◆ **TASK DETAILS**: Give the records below as a Markdown table with the columns Row and Line. Start with the line that contains "task: mark the region of the player", include both ends, continue through the final line of the records, and skip blank lines.

** start SUPPLIED DATA **

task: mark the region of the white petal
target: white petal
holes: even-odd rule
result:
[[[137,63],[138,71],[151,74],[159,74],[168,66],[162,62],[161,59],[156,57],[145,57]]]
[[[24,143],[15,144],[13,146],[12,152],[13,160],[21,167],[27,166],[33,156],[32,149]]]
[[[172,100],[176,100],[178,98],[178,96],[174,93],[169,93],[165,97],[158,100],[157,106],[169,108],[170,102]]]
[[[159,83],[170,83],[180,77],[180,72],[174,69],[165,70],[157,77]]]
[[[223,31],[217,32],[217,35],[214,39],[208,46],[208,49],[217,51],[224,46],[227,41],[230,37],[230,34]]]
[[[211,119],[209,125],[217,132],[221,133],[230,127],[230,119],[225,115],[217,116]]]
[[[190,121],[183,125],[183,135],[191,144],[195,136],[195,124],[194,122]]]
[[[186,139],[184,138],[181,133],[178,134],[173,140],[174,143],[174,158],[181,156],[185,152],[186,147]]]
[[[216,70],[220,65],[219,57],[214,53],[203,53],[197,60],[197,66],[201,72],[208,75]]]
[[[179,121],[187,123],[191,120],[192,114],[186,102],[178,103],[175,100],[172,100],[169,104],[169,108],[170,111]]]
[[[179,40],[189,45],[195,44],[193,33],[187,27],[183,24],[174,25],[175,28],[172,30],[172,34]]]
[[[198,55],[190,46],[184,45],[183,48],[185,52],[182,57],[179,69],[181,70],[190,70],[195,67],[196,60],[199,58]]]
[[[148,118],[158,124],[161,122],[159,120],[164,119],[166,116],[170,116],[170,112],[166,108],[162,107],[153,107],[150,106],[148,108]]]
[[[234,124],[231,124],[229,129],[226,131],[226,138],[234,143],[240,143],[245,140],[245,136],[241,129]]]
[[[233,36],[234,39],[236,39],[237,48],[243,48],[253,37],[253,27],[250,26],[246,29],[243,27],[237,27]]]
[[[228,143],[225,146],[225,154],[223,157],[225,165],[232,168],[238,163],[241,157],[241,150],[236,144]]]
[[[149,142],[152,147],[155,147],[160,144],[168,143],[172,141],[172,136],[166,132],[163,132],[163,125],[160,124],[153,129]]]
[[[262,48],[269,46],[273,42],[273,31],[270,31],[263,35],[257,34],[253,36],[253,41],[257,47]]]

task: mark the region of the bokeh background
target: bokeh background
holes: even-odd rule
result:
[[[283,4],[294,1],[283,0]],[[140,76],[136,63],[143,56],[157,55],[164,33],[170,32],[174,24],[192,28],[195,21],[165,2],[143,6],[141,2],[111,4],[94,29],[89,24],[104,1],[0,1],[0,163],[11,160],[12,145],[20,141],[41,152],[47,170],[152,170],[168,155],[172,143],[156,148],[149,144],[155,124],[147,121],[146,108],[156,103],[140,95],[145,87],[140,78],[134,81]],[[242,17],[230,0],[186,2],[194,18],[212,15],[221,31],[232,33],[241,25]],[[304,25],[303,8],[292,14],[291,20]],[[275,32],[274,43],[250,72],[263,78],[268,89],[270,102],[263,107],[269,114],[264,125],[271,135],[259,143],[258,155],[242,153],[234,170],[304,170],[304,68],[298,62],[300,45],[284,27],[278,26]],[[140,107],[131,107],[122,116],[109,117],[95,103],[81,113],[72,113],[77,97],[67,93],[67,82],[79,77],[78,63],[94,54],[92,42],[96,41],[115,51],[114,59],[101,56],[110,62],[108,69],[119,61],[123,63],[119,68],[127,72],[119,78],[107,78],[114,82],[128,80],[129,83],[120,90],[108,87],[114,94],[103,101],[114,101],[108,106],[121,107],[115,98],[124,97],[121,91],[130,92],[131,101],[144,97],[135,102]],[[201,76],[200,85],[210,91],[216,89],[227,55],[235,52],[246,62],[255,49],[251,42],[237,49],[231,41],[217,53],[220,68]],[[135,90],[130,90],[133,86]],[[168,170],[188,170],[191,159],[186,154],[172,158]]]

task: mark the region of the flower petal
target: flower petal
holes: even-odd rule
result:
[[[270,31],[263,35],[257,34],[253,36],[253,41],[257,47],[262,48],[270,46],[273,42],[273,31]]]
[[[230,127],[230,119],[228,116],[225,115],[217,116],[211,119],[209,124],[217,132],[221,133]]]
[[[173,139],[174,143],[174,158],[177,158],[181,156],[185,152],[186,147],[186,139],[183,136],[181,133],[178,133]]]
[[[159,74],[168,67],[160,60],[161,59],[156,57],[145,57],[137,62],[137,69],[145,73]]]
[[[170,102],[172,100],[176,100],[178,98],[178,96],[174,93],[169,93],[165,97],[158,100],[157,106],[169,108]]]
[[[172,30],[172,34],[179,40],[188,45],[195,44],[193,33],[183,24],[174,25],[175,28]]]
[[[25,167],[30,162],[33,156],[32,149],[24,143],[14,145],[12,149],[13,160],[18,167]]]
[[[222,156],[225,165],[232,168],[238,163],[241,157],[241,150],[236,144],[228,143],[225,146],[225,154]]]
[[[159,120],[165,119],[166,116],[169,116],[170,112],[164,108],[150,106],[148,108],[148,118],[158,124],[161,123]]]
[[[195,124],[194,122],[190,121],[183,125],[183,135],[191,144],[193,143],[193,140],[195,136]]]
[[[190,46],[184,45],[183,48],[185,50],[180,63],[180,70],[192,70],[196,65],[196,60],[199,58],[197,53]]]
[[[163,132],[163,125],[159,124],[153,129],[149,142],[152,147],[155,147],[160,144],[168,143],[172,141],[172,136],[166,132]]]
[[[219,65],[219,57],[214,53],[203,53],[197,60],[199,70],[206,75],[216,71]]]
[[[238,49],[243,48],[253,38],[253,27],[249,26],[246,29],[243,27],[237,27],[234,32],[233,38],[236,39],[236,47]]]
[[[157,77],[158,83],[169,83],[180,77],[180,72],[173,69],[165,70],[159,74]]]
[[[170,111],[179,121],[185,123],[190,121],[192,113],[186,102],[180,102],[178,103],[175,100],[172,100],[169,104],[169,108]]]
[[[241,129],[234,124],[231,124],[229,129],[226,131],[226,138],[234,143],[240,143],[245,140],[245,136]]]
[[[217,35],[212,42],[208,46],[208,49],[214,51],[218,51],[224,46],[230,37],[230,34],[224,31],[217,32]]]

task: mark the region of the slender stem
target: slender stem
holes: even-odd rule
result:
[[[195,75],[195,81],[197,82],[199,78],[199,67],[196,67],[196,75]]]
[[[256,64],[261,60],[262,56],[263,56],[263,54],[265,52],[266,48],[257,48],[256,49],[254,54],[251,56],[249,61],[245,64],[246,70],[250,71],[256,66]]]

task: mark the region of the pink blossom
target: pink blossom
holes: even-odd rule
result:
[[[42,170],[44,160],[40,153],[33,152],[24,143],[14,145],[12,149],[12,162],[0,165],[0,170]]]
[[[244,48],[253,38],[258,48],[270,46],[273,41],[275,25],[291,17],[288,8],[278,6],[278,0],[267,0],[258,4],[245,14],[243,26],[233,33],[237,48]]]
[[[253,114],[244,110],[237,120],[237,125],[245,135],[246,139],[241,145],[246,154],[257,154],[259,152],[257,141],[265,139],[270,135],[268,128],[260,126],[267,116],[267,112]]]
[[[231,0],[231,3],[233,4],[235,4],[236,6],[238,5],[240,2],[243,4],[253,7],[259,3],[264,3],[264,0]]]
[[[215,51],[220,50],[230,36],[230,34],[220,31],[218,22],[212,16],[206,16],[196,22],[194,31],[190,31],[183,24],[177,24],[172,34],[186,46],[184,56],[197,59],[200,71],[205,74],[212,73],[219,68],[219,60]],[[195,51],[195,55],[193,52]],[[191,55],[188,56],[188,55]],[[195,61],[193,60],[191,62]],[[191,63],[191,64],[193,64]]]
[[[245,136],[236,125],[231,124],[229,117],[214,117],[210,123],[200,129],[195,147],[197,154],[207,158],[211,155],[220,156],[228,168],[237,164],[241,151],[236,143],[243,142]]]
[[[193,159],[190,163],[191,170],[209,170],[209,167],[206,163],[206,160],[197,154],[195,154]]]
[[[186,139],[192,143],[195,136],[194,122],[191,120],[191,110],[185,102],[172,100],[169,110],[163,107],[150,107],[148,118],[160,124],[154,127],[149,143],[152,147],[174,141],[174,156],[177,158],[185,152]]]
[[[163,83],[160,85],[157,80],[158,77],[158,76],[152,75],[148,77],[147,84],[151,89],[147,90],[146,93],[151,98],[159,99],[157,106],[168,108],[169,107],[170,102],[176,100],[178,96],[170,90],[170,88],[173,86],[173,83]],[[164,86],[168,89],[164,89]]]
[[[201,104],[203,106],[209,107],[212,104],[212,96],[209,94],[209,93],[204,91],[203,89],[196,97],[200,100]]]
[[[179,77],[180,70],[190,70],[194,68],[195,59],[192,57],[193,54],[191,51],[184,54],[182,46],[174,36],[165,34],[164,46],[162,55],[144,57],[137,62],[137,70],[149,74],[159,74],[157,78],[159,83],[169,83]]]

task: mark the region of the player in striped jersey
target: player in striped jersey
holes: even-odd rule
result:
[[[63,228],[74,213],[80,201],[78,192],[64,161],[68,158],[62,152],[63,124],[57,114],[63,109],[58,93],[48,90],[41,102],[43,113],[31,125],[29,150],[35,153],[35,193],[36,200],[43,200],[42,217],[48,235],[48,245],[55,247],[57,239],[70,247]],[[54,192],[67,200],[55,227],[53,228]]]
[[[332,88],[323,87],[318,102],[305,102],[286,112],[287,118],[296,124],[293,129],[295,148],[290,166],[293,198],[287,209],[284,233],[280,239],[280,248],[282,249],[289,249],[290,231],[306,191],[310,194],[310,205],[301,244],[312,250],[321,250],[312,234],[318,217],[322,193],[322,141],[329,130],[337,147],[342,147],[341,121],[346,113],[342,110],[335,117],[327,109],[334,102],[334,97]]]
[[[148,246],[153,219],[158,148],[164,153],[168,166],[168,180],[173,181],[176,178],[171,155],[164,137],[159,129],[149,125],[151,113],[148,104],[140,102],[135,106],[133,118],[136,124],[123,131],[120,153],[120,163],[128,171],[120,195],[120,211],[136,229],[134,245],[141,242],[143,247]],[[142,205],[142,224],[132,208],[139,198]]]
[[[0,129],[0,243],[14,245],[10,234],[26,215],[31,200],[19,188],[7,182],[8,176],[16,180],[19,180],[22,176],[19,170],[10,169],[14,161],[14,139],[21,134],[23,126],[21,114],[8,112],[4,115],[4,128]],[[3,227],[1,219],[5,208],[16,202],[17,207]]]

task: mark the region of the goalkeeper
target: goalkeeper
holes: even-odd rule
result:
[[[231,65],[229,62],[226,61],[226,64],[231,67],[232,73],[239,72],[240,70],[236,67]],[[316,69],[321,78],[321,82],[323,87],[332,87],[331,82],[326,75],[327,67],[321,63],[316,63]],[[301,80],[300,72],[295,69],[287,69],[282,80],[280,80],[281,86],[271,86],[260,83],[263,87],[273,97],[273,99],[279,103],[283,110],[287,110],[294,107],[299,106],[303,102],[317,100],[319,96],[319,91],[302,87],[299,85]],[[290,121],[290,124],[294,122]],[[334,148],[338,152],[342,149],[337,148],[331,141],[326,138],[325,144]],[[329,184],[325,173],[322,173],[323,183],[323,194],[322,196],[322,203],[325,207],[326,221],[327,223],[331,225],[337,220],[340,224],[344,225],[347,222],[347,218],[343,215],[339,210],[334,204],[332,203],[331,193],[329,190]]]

** end SUPPLIED DATA **

◆ **RESPONSE**:
| Row | Line |
|---|---|
| 1 | task: mark the region of the player in striped jersey |
| 2 | target: player in striped jersey |
| 3 | holes: even-odd rule |
| 4 | result: |
| 5 | [[[63,228],[74,213],[80,201],[78,192],[64,161],[68,158],[62,152],[63,124],[57,114],[63,109],[58,93],[48,90],[41,102],[43,113],[31,125],[29,150],[35,153],[35,193],[36,200],[43,200],[42,217],[48,235],[48,245],[55,247],[57,239],[70,247]],[[54,192],[67,200],[55,227],[53,228]]] |
| 6 | [[[332,88],[323,87],[318,102],[305,102],[286,112],[287,118],[296,124],[293,129],[295,148],[290,166],[293,198],[287,209],[284,233],[280,239],[280,248],[282,249],[289,249],[290,231],[306,191],[310,194],[310,205],[301,244],[312,250],[321,250],[312,234],[318,217],[322,193],[322,141],[329,130],[337,147],[342,147],[341,121],[346,113],[342,110],[335,117],[327,109],[334,102],[334,97]]] |
| 7 | [[[148,246],[153,219],[158,148],[164,153],[168,166],[168,180],[173,181],[176,178],[171,155],[164,137],[159,129],[149,125],[151,113],[148,104],[140,102],[135,106],[133,118],[136,124],[123,131],[120,153],[120,163],[128,171],[120,195],[120,211],[136,229],[134,245],[141,242],[143,247]],[[142,205],[142,224],[132,208],[139,198]]] |
| 8 | [[[0,129],[0,243],[14,245],[10,234],[26,215],[31,200],[19,188],[7,182],[8,176],[16,180],[19,180],[22,176],[19,170],[10,169],[14,161],[14,139],[21,134],[23,126],[21,114],[8,112],[4,115],[4,128]],[[3,227],[1,219],[5,208],[16,202],[17,207]]] |
| 9 | task: mark the region of the goalkeeper |
| 10 | target: goalkeeper |
| 11 | holes: even-odd rule |
| 12 | result: |
| 13 | [[[231,65],[229,62],[226,61],[226,64],[231,67],[232,73],[239,72],[240,70],[236,67]],[[316,69],[321,78],[321,82],[323,87],[332,87],[331,82],[326,75],[327,67],[321,63],[316,63]],[[301,80],[300,72],[295,69],[287,69],[282,80],[280,80],[281,86],[271,86],[260,83],[263,87],[273,97],[273,99],[279,103],[283,110],[287,110],[294,107],[299,106],[303,102],[317,100],[319,96],[319,91],[302,87],[299,85]],[[290,121],[290,124],[294,122]],[[334,148],[338,152],[342,149],[337,148],[331,141],[326,138],[325,144]],[[329,184],[325,173],[322,173],[323,183],[323,194],[322,196],[322,203],[325,207],[326,221],[327,223],[331,225],[337,220],[340,224],[344,225],[347,222],[347,218],[343,215],[339,210],[334,204],[332,203],[331,193],[329,190]]] |